> **Exercise details**: Set down exactly the lines running from the line with "Traffic-operations request: mark the shadow" to the end of the listing below, both ends included.

> **Material for this task**:
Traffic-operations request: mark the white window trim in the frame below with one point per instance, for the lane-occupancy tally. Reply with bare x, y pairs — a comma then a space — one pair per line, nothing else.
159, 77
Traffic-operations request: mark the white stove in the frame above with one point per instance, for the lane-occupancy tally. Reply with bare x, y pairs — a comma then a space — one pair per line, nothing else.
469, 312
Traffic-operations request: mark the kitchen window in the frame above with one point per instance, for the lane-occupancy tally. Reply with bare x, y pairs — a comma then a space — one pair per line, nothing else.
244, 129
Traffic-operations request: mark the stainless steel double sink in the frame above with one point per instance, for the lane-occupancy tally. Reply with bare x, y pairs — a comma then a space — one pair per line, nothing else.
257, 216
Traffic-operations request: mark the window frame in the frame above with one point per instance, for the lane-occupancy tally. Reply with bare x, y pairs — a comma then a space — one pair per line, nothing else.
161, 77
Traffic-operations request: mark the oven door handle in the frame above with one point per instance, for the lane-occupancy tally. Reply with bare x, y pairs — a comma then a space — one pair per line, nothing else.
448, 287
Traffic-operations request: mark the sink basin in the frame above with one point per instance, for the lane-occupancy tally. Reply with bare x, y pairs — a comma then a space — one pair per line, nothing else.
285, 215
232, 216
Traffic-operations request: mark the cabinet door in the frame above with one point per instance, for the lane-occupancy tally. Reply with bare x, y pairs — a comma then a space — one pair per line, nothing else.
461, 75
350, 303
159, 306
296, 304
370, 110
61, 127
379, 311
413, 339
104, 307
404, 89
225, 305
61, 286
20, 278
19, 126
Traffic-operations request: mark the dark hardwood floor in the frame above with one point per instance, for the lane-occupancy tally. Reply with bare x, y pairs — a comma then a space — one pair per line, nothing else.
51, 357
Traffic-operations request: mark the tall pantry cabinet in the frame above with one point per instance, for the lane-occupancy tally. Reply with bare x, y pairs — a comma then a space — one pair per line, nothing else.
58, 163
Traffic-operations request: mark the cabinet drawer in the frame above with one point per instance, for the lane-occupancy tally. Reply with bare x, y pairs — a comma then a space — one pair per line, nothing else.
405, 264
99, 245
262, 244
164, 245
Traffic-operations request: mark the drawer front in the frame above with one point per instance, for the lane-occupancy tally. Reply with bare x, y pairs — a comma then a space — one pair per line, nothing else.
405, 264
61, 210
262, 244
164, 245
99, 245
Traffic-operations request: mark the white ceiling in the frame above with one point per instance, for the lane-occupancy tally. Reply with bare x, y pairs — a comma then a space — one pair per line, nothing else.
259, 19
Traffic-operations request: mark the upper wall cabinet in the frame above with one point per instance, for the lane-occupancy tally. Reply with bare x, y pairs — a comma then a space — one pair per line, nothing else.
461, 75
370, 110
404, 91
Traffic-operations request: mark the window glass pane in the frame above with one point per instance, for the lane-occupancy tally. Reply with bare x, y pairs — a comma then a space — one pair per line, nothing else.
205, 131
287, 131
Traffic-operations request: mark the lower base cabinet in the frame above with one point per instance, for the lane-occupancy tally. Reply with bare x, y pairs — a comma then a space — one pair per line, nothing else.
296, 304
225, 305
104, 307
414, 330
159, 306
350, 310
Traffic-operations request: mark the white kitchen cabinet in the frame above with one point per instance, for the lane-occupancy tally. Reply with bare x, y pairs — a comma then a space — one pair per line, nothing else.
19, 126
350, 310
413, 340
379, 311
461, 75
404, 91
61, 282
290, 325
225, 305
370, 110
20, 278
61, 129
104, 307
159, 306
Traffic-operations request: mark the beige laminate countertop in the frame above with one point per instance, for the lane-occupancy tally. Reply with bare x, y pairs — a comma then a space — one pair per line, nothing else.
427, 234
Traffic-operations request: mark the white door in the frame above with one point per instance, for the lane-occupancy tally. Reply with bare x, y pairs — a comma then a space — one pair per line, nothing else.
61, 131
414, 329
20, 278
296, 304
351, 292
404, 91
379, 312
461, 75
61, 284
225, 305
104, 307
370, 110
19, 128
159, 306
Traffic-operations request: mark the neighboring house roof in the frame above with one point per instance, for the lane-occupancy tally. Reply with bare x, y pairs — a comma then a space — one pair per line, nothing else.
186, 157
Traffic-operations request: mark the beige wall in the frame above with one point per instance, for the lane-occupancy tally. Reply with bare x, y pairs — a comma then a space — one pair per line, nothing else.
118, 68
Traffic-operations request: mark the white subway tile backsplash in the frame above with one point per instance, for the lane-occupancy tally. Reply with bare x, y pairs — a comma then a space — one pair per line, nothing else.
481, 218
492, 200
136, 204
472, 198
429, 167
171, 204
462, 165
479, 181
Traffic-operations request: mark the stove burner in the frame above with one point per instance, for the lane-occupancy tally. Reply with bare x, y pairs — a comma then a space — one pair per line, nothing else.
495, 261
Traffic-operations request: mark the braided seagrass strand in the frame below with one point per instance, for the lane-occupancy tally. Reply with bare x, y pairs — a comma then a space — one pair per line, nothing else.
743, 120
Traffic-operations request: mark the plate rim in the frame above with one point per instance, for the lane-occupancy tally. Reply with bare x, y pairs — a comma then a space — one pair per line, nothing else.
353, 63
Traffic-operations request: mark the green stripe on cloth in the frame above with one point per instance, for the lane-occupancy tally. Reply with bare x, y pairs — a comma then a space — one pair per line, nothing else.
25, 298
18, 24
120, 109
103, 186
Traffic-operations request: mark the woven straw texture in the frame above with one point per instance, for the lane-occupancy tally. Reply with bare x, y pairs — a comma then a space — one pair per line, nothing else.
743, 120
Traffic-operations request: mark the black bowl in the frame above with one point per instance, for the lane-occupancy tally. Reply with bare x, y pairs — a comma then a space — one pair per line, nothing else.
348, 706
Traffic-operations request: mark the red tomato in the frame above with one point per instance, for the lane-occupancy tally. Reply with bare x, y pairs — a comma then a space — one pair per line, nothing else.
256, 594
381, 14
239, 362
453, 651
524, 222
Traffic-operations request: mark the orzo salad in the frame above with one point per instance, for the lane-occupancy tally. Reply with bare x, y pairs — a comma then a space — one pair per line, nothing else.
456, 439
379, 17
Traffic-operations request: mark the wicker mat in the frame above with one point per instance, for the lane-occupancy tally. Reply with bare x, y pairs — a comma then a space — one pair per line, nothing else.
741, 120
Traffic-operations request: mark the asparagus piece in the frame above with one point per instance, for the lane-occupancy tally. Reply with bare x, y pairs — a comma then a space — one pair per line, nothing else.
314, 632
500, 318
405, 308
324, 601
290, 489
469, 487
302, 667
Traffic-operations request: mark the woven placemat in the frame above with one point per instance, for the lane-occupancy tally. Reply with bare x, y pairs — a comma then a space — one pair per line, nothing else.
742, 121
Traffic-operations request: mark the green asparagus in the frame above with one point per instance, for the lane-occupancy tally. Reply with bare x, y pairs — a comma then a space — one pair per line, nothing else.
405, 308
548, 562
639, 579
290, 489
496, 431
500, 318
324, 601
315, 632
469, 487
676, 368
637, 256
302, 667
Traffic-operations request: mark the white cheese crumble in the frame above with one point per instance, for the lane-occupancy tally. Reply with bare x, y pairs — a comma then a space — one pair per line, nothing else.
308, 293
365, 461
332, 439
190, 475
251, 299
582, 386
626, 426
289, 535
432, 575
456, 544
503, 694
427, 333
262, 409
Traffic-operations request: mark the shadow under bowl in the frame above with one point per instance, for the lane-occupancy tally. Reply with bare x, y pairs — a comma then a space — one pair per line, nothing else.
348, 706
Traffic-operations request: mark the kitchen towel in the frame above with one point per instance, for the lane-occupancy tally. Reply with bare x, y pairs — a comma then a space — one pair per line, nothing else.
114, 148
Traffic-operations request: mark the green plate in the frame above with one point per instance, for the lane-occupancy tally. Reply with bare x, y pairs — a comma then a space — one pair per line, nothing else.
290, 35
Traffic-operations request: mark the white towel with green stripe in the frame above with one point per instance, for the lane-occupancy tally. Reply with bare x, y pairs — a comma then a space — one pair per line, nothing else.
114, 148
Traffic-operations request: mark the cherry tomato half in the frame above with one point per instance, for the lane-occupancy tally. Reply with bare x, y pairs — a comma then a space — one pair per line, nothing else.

> **Answer for this exercise**:
Traffic-operations request: mark the shadow under bowl in the frame above with one point per instance, for the lane-occupancy tally. Reply with bare x, y pairs — a comma then a space — one pair per line, nothing else.
348, 706
Traffic-operations request: mark the kitchen towel in the frame above with one point per instance, for the lane-occupancy tally. Reply with bare x, y pairs — a comma then a space — one pair per line, nothing else.
114, 148
Traffic-operations request: mark the green plate in the frame above with one point per instance, for the lane-occupancy tally. Reply with bare x, y pairs — a comma then a space — one pair per line, nothing else.
290, 35
Traffic-operations request: mark the white towel with green stripe in the frame above with one point per instance, for the lane-occupancy tally. Reply with bare x, y pairs — a comma then a space — one pair per line, nothing else.
114, 148
Traffic-operations request: mark the cherry tomato half in the frame above with one point per instance, for the lane-occupancy tally. Reply with bare x, y pairs — a comma then a space — one pair per line, nothing else.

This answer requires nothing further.